DATA SUPPLIED =
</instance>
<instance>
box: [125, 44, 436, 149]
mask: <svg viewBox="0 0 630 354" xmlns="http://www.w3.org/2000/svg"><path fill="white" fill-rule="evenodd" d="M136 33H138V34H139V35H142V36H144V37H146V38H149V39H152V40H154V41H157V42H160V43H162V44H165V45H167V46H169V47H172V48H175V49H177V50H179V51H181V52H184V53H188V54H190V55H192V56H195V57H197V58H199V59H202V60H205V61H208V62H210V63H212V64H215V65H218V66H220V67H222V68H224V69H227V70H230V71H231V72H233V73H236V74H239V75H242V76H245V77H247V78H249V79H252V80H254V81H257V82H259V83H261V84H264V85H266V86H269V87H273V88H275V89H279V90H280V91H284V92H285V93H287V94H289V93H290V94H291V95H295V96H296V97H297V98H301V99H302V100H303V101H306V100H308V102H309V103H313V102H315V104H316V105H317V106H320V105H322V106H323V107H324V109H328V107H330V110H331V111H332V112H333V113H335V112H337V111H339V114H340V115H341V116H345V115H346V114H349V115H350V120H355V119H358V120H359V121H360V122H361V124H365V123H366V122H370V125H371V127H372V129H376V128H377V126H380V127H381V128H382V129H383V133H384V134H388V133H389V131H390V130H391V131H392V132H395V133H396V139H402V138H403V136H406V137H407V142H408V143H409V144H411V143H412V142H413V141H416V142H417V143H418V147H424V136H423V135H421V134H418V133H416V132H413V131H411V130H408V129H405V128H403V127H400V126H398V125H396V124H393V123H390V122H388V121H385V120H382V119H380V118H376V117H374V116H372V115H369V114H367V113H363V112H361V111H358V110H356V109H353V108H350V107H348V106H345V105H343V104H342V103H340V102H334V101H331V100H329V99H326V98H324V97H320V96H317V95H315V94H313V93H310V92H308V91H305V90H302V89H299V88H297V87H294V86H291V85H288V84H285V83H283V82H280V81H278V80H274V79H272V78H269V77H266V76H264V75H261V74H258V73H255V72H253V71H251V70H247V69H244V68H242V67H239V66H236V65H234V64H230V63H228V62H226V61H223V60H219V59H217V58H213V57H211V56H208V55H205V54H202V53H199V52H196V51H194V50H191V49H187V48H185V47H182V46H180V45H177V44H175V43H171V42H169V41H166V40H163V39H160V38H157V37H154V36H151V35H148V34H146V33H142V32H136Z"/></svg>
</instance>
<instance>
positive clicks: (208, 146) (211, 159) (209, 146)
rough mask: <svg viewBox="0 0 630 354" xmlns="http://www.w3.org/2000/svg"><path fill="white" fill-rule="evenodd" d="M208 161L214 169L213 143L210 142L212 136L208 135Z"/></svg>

WORK TASK = Copy every line above without altering a word.

RESPONSE =
</instance>
<instance>
box: [125, 44, 436, 149]
mask: <svg viewBox="0 0 630 354" xmlns="http://www.w3.org/2000/svg"><path fill="white" fill-rule="evenodd" d="M136 33H138V34H139V35H142V36H144V37H146V38H149V39H152V40H154V41H157V42H160V43H162V44H165V45H167V46H169V47H172V48H175V49H177V50H179V51H181V52H184V53H188V54H190V55H192V56H195V57H197V58H199V59H202V60H205V61H208V62H210V63H212V64H215V65H218V66H220V67H222V68H224V69H227V70H230V71H231V72H233V73H236V74H239V75H242V76H245V77H247V78H249V79H252V80H254V81H257V82H259V83H261V84H264V85H266V86H269V87H273V88H275V89H279V90H280V91H284V92H285V93H287V94H289V93H290V94H291V95H295V96H296V97H297V98H301V99H302V100H303V101H306V100H308V102H309V103H313V102H315V104H316V105H317V106H320V105H322V106H323V107H324V109H328V107H330V110H331V111H332V112H333V113H335V112H337V111H339V114H340V115H341V116H345V115H346V114H349V115H350V120H355V119H358V120H359V121H360V122H361V124H365V123H366V122H370V125H371V127H372V129H376V128H377V126H380V127H381V128H382V129H383V133H384V134H388V133H389V131H390V130H391V131H392V132H395V133H396V139H402V138H403V136H406V137H407V142H408V143H409V144H411V143H412V142H413V141H416V142H417V143H418V147H424V136H423V135H421V134H418V133H416V132H413V131H411V130H408V129H405V128H403V127H400V126H398V125H396V124H393V123H390V122H388V121H385V120H382V119H380V118H376V117H374V116H372V115H369V114H367V113H363V112H361V111H358V110H356V109H353V108H350V107H348V106H345V105H343V104H342V103H340V102H334V101H331V100H329V99H326V98H324V97H320V96H317V95H315V94H313V93H310V92H308V91H305V90H302V89H299V88H297V87H294V86H291V85H288V84H285V83H283V82H280V81H278V80H274V79H272V78H269V77H266V76H264V75H261V74H258V73H255V72H253V71H251V70H247V69H244V68H242V67H239V66H236V65H234V64H230V63H228V62H226V61H223V60H219V59H217V58H213V57H211V56H208V55H205V54H202V53H199V52H196V51H194V50H191V49H187V48H185V47H182V46H180V45H177V44H175V43H171V42H169V41H166V40H163V39H160V38H157V37H154V36H151V35H148V34H146V33H142V32H136Z"/></svg>
</instance>
<instance>
positive clicks: (208, 146) (211, 159) (209, 146)
rough mask: <svg viewBox="0 0 630 354" xmlns="http://www.w3.org/2000/svg"><path fill="white" fill-rule="evenodd" d="M208 161L214 169L213 143L210 142L212 136L208 135Z"/></svg>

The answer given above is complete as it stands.